PROMPT: Once you find the line containing "suit in the photo above." in the data below, copy it and each following line exactly, up to and including the line containing "microphone in the photo above.", and nothing else.

─── AVAILABLE DATA

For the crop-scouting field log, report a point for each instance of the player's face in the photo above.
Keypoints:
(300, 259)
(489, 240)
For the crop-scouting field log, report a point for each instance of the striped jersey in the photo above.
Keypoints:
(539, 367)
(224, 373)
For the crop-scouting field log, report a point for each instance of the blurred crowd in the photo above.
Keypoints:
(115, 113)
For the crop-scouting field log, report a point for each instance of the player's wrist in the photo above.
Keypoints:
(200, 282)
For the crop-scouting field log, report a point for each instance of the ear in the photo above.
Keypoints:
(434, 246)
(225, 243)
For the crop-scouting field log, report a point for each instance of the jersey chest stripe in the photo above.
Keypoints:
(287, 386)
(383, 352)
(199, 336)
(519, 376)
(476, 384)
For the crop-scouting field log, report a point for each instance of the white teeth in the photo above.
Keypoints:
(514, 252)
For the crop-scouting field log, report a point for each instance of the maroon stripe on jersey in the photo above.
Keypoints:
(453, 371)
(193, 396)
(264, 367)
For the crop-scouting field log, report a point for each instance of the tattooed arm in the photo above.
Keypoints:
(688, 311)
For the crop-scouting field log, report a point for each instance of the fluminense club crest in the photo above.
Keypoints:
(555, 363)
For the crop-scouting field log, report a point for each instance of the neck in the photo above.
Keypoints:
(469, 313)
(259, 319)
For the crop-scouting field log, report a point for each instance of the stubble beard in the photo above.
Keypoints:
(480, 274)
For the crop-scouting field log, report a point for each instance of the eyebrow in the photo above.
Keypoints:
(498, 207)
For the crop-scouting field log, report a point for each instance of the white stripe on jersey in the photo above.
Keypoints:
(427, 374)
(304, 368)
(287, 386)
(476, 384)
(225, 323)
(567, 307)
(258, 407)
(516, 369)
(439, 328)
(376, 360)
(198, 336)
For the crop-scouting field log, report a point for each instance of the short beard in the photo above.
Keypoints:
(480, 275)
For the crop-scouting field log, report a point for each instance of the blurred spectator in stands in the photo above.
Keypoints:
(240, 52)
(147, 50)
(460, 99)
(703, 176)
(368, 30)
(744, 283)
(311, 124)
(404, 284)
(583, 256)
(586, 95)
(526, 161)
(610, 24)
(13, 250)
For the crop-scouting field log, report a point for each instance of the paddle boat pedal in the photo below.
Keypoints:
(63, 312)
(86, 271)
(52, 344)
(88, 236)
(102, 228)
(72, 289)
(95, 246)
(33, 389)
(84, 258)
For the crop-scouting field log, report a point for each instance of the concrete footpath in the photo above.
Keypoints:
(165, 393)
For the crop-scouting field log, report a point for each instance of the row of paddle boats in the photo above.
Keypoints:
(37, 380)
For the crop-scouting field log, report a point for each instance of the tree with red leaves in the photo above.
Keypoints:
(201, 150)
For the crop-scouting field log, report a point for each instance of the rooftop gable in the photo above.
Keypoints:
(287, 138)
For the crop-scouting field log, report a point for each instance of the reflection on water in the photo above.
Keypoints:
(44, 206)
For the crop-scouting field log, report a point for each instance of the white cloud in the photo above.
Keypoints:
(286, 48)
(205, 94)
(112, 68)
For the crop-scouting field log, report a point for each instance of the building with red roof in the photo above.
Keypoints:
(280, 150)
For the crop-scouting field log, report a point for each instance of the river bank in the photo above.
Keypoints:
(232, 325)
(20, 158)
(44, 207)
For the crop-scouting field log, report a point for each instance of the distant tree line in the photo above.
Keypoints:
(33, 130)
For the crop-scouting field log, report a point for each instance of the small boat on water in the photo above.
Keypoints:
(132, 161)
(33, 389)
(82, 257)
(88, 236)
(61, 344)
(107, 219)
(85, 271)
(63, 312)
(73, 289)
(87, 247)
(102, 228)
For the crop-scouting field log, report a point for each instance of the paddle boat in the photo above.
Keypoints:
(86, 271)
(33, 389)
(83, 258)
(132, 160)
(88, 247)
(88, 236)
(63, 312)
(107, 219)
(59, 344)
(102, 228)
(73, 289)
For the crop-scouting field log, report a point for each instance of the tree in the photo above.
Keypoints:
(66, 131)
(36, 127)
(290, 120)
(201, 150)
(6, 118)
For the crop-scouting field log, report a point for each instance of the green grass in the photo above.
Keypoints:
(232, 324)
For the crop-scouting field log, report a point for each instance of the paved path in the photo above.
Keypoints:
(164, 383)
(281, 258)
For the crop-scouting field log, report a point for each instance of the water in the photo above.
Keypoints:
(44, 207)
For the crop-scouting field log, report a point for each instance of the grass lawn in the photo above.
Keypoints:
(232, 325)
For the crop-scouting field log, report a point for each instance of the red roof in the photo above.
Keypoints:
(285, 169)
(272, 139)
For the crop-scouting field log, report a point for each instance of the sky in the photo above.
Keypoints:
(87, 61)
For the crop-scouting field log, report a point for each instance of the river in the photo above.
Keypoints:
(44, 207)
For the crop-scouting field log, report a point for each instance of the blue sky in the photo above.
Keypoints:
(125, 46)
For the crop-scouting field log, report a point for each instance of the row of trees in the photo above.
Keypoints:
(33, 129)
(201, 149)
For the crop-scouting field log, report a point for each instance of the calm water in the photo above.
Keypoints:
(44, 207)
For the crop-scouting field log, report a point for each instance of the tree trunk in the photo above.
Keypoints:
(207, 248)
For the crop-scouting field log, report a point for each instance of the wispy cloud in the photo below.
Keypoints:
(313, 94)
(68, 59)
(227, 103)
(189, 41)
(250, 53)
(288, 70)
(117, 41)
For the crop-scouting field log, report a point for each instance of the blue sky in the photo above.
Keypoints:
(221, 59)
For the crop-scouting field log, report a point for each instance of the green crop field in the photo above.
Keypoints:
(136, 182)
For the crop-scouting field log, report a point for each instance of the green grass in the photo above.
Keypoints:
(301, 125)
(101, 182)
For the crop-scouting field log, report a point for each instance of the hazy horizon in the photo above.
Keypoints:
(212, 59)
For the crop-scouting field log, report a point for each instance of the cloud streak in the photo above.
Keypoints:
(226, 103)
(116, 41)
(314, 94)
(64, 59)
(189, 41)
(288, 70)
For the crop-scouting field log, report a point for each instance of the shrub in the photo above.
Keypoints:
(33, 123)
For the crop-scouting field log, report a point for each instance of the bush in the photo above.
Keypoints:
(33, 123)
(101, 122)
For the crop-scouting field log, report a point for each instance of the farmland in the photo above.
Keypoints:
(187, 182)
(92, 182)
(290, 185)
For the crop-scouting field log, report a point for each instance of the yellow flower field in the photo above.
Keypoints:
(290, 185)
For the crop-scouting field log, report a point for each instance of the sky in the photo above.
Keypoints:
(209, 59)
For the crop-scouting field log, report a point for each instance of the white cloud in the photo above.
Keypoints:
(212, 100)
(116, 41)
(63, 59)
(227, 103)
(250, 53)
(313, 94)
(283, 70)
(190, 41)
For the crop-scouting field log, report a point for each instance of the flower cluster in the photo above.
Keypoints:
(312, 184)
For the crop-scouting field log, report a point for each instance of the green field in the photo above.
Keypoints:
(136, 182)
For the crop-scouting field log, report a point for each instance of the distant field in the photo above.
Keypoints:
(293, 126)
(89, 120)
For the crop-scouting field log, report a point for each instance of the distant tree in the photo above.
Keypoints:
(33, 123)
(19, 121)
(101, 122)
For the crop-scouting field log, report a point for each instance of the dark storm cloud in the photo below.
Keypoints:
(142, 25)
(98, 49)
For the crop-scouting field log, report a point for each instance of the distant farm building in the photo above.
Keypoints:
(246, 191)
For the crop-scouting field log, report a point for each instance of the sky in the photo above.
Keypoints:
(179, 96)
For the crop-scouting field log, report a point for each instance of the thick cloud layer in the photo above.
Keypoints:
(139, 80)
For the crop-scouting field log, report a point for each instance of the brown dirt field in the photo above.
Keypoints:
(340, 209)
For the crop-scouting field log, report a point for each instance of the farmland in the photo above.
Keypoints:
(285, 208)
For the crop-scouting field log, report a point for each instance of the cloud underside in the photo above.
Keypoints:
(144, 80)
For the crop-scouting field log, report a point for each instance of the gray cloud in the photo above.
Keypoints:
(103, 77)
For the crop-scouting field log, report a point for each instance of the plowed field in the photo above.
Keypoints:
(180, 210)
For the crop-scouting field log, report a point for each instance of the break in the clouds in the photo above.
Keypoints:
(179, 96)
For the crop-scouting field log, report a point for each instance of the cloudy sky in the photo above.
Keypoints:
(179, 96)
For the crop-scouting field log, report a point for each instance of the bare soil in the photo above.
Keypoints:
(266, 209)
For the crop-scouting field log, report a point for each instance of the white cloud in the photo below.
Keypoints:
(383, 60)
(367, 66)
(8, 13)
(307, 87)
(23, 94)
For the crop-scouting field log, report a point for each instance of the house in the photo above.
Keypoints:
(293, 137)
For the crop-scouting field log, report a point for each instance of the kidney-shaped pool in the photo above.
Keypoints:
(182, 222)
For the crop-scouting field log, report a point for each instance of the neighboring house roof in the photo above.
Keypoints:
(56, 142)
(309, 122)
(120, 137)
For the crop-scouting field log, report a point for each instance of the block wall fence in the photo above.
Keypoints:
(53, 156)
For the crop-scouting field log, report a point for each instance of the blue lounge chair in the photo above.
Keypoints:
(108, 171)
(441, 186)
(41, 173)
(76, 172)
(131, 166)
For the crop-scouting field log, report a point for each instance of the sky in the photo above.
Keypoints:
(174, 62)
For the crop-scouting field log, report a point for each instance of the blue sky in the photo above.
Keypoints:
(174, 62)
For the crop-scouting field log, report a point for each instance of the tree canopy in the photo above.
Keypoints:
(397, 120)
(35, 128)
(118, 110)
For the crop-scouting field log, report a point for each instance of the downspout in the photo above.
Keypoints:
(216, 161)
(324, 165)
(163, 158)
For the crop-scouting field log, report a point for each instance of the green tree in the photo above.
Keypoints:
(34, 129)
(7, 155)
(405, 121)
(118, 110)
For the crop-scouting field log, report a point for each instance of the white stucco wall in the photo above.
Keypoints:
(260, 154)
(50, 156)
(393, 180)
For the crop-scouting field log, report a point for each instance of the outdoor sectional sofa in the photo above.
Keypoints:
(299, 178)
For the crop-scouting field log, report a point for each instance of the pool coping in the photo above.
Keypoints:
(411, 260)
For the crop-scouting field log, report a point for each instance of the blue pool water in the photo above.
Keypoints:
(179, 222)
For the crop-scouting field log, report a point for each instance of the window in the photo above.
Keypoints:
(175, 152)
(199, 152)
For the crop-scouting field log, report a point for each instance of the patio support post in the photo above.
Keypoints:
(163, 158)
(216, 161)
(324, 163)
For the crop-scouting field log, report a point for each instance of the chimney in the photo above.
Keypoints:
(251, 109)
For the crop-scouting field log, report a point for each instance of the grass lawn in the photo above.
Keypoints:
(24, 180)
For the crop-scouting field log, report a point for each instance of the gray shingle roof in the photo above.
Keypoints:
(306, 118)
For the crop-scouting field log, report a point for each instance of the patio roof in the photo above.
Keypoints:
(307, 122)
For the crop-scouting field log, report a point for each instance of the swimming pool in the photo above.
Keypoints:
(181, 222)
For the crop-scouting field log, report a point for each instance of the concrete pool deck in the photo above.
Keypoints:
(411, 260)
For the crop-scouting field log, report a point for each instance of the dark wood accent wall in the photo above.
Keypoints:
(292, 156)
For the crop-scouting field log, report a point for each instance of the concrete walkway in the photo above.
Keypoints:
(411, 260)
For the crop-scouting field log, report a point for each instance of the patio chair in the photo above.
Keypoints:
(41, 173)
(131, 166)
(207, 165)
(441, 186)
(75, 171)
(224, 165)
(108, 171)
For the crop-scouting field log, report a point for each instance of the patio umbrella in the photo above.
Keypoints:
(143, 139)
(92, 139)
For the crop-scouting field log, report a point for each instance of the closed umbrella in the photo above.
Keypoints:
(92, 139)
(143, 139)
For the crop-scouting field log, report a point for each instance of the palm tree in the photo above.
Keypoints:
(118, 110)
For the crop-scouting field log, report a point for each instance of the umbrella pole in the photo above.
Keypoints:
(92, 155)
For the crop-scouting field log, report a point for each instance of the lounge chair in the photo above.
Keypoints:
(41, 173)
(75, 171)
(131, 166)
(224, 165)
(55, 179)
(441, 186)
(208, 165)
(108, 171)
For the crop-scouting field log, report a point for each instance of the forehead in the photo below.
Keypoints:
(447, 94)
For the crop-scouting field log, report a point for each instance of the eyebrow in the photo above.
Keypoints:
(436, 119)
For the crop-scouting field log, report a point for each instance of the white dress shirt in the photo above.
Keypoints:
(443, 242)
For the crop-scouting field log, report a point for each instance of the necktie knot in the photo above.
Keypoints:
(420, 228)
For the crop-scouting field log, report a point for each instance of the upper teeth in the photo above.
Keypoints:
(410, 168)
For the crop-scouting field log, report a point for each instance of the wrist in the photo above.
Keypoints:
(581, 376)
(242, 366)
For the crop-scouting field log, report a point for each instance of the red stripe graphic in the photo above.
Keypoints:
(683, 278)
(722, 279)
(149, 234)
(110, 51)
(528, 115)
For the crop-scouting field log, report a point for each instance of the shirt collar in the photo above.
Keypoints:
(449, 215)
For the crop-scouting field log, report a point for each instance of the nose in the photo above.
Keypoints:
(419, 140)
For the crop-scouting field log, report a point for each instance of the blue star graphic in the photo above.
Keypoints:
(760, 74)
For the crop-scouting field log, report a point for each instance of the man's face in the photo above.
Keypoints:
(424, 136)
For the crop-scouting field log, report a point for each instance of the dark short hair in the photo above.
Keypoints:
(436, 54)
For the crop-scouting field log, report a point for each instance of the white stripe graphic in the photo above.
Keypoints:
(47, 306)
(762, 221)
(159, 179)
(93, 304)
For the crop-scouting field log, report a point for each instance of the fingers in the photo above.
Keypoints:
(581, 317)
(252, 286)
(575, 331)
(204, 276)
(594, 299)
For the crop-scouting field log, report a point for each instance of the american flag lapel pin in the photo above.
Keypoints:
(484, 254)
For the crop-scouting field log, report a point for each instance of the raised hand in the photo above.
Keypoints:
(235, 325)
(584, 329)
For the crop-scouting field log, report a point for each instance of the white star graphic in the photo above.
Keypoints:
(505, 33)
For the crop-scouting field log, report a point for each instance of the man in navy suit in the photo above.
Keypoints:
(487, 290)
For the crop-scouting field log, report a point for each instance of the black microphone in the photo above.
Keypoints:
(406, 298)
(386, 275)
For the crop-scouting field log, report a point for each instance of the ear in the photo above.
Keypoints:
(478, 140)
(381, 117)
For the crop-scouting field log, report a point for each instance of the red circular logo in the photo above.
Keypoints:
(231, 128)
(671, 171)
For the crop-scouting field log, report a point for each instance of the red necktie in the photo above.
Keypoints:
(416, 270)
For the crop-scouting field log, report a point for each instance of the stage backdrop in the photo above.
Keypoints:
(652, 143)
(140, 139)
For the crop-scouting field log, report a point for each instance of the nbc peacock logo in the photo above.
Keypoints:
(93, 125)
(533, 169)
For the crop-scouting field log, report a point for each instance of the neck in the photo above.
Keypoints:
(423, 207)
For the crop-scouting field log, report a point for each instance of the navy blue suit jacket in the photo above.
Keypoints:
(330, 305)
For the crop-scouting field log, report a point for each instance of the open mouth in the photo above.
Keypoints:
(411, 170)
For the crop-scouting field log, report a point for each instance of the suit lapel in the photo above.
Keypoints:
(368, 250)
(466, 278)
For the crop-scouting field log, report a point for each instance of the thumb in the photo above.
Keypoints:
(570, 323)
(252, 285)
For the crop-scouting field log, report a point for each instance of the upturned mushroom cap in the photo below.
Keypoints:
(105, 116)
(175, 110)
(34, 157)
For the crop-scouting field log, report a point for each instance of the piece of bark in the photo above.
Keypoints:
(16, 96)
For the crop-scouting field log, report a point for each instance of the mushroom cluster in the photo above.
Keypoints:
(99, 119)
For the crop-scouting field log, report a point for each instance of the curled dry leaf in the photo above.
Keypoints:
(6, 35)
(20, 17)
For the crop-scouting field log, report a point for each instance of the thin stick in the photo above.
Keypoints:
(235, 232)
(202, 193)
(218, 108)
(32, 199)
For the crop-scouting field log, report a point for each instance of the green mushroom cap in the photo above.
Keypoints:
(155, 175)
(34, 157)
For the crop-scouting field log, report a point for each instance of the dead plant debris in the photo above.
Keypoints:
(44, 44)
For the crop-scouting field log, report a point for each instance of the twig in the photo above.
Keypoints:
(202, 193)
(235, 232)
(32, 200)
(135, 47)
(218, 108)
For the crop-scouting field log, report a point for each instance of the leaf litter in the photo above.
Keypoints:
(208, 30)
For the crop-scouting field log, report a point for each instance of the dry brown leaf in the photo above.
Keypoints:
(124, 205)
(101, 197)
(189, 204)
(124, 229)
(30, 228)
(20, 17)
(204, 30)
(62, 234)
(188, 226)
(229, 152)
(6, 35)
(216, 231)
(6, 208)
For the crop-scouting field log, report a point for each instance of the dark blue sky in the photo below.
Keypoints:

──────

TASK RESPONSE:
For the crop-scouting field log, report a point for each instance of the man in navy suit in the photo above.
Keypoints:
(487, 290)
For the crop-scouting field log, report a point for each instance of the black microphone in the photo above.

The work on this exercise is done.